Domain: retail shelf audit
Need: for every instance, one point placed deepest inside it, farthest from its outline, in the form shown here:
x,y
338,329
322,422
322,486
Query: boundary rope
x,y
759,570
^^^^^^^^^^^^^^^^
*PROBLEM DESCRIPTION*. Copy every line of the records above without changing anything.

*FINAL ANSWER*.
Domain: retail shelf audit
Need: for every instance, one point placed deepest inside it, farthest from its outline, in the form shown here:
x,y
338,329
322,422
322,486
Query: boundary rope
x,y
759,570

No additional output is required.